▶ Short problem
Print the lines of the material below that begin with the line containing "Target: shallow pool water" and end with the line containing "x=560 y=585", including both of those lines, and reproduce each one without any change.

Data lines
###

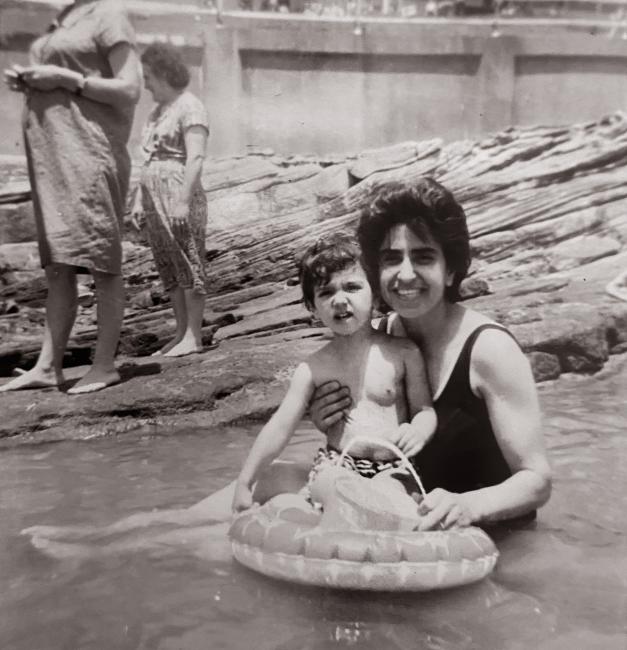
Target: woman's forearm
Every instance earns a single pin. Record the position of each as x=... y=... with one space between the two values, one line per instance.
x=523 y=492
x=115 y=92
x=265 y=449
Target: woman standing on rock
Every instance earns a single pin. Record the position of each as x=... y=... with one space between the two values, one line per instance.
x=170 y=200
x=486 y=461
x=80 y=91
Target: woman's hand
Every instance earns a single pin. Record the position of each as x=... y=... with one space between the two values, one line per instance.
x=47 y=77
x=329 y=404
x=179 y=218
x=243 y=497
x=444 y=509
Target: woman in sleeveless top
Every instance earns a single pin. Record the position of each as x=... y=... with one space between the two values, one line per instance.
x=170 y=200
x=486 y=462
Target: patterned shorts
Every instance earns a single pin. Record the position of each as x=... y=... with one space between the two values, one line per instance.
x=328 y=457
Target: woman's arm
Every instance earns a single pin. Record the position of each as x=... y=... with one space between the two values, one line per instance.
x=501 y=375
x=423 y=421
x=123 y=89
x=195 y=147
x=275 y=434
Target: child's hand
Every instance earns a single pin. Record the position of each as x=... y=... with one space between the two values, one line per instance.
x=410 y=439
x=243 y=497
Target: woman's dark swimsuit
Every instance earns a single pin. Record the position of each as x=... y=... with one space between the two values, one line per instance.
x=463 y=454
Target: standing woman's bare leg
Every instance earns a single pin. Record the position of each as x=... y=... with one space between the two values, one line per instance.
x=61 y=304
x=109 y=311
x=192 y=339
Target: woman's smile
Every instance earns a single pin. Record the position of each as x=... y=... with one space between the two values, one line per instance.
x=413 y=273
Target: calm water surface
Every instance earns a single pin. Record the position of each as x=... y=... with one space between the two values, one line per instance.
x=561 y=585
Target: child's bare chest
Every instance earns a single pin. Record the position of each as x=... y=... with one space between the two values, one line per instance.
x=373 y=378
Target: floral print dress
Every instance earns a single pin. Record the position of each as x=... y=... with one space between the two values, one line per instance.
x=179 y=257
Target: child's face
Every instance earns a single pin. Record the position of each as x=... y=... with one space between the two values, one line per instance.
x=344 y=303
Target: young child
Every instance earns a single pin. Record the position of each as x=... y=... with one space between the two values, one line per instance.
x=386 y=375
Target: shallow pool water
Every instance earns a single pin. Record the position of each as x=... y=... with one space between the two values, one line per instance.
x=560 y=585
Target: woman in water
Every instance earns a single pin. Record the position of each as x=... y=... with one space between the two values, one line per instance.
x=486 y=461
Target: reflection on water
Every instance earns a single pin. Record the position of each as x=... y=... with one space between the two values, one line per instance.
x=559 y=586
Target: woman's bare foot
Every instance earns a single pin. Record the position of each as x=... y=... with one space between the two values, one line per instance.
x=95 y=380
x=186 y=346
x=34 y=378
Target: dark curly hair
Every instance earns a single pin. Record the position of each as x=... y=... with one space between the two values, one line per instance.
x=166 y=63
x=429 y=210
x=329 y=254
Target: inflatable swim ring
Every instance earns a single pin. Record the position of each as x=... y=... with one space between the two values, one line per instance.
x=288 y=539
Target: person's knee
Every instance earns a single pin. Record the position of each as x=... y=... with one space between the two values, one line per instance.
x=60 y=274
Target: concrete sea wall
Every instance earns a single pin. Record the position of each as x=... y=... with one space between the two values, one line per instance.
x=296 y=83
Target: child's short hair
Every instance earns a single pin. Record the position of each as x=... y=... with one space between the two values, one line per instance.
x=329 y=254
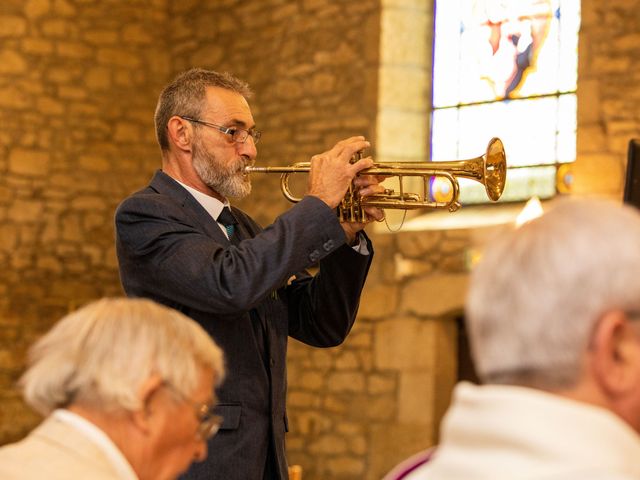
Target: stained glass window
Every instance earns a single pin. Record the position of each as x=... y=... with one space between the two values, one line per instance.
x=508 y=69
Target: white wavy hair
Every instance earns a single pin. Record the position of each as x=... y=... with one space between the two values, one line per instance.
x=538 y=292
x=99 y=355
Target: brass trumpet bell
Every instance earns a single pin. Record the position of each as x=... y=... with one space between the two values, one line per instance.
x=490 y=169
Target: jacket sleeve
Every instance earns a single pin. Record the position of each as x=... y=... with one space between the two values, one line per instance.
x=322 y=309
x=165 y=253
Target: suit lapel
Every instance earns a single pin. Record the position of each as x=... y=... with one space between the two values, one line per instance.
x=164 y=184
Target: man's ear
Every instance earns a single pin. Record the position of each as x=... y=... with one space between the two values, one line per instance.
x=180 y=133
x=615 y=352
x=146 y=394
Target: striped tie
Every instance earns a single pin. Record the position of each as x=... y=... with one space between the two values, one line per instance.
x=228 y=220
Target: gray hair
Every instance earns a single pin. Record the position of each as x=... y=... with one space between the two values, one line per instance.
x=186 y=95
x=539 y=291
x=99 y=355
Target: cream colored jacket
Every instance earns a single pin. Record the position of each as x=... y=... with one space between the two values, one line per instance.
x=55 y=451
x=515 y=433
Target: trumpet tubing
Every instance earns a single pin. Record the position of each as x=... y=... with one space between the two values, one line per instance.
x=490 y=169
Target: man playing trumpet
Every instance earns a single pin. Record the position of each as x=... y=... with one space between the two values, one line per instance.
x=179 y=243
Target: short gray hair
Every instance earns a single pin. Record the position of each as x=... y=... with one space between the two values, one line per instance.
x=539 y=291
x=99 y=355
x=186 y=95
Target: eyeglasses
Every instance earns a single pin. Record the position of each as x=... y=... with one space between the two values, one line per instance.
x=238 y=135
x=209 y=424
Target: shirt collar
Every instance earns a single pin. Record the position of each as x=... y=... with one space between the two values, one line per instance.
x=211 y=204
x=101 y=440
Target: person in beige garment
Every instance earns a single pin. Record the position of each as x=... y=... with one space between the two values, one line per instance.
x=553 y=313
x=125 y=386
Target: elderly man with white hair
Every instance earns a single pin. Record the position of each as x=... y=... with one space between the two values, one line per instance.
x=553 y=314
x=125 y=385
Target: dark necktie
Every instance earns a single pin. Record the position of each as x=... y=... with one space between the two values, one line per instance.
x=228 y=220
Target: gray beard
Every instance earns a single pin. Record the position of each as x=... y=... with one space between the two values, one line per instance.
x=225 y=180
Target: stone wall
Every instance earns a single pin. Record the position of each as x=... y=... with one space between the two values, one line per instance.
x=78 y=84
x=608 y=94
x=78 y=81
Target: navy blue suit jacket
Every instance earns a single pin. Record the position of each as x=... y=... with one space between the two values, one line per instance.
x=171 y=250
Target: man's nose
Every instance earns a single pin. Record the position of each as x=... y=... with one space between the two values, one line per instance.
x=248 y=148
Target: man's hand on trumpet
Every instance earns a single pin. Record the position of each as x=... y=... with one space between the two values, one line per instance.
x=332 y=173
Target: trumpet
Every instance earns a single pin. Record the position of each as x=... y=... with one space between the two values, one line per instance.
x=490 y=169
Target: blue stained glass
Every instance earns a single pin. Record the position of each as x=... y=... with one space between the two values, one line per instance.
x=508 y=69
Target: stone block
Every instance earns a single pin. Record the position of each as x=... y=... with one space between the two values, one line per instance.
x=328 y=445
x=401 y=134
x=404 y=89
x=25 y=211
x=310 y=380
x=404 y=344
x=94 y=163
x=597 y=173
x=49 y=106
x=416 y=398
x=73 y=50
x=12 y=62
x=12 y=26
x=346 y=382
x=345 y=467
x=8 y=237
x=137 y=34
x=381 y=383
x=378 y=301
x=398 y=442
x=421 y=245
x=436 y=295
x=401 y=31
x=35 y=9
x=347 y=360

###

▶ Exercise response
Target: shallow pool water
Every instance earns a single pin. Record the position of each as x=... y=... with one space between the two values, one line per instance.
x=560 y=585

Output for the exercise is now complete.